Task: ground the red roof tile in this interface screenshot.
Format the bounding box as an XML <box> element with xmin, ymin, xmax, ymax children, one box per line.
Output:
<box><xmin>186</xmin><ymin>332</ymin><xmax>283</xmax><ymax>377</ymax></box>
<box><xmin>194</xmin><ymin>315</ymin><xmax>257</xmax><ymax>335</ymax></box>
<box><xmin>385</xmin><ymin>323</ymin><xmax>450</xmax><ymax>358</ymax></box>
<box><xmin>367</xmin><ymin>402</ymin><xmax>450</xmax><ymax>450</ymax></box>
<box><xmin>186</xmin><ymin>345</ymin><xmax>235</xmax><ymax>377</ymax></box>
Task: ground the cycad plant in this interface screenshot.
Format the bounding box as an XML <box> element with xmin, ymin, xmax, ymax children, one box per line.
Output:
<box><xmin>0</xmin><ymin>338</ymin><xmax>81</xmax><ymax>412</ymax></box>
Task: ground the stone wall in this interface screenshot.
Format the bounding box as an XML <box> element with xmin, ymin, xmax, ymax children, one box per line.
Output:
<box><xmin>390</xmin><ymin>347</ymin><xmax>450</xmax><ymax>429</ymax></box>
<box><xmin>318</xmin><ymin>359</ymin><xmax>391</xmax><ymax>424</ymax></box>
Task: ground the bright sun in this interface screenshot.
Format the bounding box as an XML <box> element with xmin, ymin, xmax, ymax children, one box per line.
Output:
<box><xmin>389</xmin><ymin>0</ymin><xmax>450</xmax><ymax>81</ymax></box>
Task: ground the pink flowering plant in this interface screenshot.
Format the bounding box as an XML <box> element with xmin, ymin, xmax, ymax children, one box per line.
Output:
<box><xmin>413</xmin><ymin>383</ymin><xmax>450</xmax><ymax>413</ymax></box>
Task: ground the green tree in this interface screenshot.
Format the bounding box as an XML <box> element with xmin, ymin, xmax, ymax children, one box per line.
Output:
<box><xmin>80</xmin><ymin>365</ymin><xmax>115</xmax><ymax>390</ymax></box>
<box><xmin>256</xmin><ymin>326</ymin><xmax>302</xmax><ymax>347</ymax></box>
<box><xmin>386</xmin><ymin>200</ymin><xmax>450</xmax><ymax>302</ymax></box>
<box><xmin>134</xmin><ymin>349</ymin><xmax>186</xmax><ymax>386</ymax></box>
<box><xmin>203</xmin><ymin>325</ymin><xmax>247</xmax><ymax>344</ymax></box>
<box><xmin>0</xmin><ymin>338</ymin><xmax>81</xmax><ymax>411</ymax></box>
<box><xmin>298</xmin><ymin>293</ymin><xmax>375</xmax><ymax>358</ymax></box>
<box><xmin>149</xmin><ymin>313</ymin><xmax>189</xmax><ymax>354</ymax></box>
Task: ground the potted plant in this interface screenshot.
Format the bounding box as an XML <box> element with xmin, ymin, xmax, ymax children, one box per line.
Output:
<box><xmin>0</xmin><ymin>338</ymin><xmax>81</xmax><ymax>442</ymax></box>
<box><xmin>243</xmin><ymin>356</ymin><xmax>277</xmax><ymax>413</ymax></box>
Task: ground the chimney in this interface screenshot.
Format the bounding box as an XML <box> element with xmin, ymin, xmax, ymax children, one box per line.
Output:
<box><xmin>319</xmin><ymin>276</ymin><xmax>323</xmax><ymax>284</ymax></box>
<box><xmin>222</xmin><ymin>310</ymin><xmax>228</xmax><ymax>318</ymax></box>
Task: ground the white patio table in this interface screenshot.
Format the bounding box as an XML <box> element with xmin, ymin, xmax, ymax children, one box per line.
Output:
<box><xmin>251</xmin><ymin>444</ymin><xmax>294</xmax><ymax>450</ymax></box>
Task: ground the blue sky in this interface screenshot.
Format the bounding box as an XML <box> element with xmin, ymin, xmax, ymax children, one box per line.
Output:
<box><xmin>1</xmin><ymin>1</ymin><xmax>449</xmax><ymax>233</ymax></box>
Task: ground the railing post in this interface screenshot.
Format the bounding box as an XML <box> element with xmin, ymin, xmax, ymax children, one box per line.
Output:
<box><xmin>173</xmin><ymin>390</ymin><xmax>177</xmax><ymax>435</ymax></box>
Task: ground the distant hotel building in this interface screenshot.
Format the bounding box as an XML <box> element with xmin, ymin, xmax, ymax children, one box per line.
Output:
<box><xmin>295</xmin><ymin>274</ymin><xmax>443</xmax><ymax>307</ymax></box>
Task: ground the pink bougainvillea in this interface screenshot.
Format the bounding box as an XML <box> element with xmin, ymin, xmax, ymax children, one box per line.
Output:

--------------------------------

Restate all entries above verbatim.

• Result for this exercise:
Task: ground the red roof tile in this interface screenshot.
Format the bounding box as an XML <box> element with xmin, ymin, xmax, ymax children, one box per line.
Output:
<box><xmin>186</xmin><ymin>332</ymin><xmax>283</xmax><ymax>377</ymax></box>
<box><xmin>194</xmin><ymin>315</ymin><xmax>257</xmax><ymax>335</ymax></box>
<box><xmin>385</xmin><ymin>323</ymin><xmax>450</xmax><ymax>358</ymax></box>
<box><xmin>367</xmin><ymin>402</ymin><xmax>450</xmax><ymax>450</ymax></box>
<box><xmin>186</xmin><ymin>345</ymin><xmax>235</xmax><ymax>377</ymax></box>
Task: ground the cycad plant in this interface screenshot.
Format the bounding box as an XML <box> element with xmin, ymin, xmax, ymax children, one box per line.
Output:
<box><xmin>0</xmin><ymin>338</ymin><xmax>81</xmax><ymax>412</ymax></box>
Task: ground the stone wall in this interface screenshot.
Format the bounding box as an XML <box> element with xmin, ymin, xmax, ymax children, one box per line.
Output:
<box><xmin>390</xmin><ymin>347</ymin><xmax>450</xmax><ymax>429</ymax></box>
<box><xmin>318</xmin><ymin>359</ymin><xmax>391</xmax><ymax>424</ymax></box>
Task: ground the bright sun in this interface screenshot.
Format the bounding box as an XML <box> element with xmin, ymin, xmax, ymax children, one box per line.
Output:
<box><xmin>389</xmin><ymin>0</ymin><xmax>450</xmax><ymax>81</ymax></box>
Task: ground the pink flowering plant in this interface screenshot.
Format the bounding box as an XML <box> element with xmin, ymin, xmax, ymax children, one box per line.
Output:
<box><xmin>413</xmin><ymin>383</ymin><xmax>450</xmax><ymax>413</ymax></box>
Task: ground the green tree in this interface screenshot.
Format the bounding box as an XML <box> element with xmin, ymin, xmax, ymax children, one box per line.
Output:
<box><xmin>80</xmin><ymin>365</ymin><xmax>115</xmax><ymax>390</ymax></box>
<box><xmin>256</xmin><ymin>326</ymin><xmax>302</xmax><ymax>347</ymax></box>
<box><xmin>386</xmin><ymin>200</ymin><xmax>450</xmax><ymax>302</ymax></box>
<box><xmin>134</xmin><ymin>349</ymin><xmax>186</xmax><ymax>386</ymax></box>
<box><xmin>203</xmin><ymin>325</ymin><xmax>247</xmax><ymax>344</ymax></box>
<box><xmin>0</xmin><ymin>338</ymin><xmax>81</xmax><ymax>411</ymax></box>
<box><xmin>298</xmin><ymin>293</ymin><xmax>375</xmax><ymax>358</ymax></box>
<box><xmin>149</xmin><ymin>313</ymin><xmax>189</xmax><ymax>354</ymax></box>
Task: ground the potted plant in this interface screenshot.
Format the bounding box as an XML <box> element with xmin, ymin, xmax, ymax children, one box per line.
Output:
<box><xmin>0</xmin><ymin>338</ymin><xmax>81</xmax><ymax>442</ymax></box>
<box><xmin>243</xmin><ymin>356</ymin><xmax>277</xmax><ymax>413</ymax></box>
Task: ground the chimney in this interface screenshot.
Format the bounding box as an XML <box> element with xmin, ymin, xmax, ymax children, one box per line.
Output:
<box><xmin>319</xmin><ymin>276</ymin><xmax>323</xmax><ymax>284</ymax></box>
<box><xmin>222</xmin><ymin>310</ymin><xmax>228</xmax><ymax>318</ymax></box>
Task: ground the white patio table in this interface screenshot.
Format the bounding box as an XML <box> element with xmin, ymin, xmax, ymax children, one box per line.
Output:
<box><xmin>251</xmin><ymin>444</ymin><xmax>294</xmax><ymax>450</ymax></box>
Task: ground the blue sky in this interface screenshot.
Format the bounding box as an XML <box> element with xmin, ymin, xmax, ymax children, one box per line.
Output:
<box><xmin>1</xmin><ymin>1</ymin><xmax>449</xmax><ymax>233</ymax></box>
Task: ground the railing post in this interface screenshot.
Format the bounding box as an XML <box> element with xmin, ymin, xmax, ymax children, one box per line.
Output:
<box><xmin>173</xmin><ymin>390</ymin><xmax>177</xmax><ymax>435</ymax></box>
Task: ground the distant hotel building in this interface screenshot.
Format the bounding box as an XML <box> element with xmin, ymin, xmax, ymax children, one box per line.
Output:
<box><xmin>295</xmin><ymin>274</ymin><xmax>443</xmax><ymax>307</ymax></box>
Task: ground the pink bougainvillea in this interface screenshot.
Format the bounding box as an XML <box> element with xmin, ymin, xmax, ymax children, one box per line.
Output:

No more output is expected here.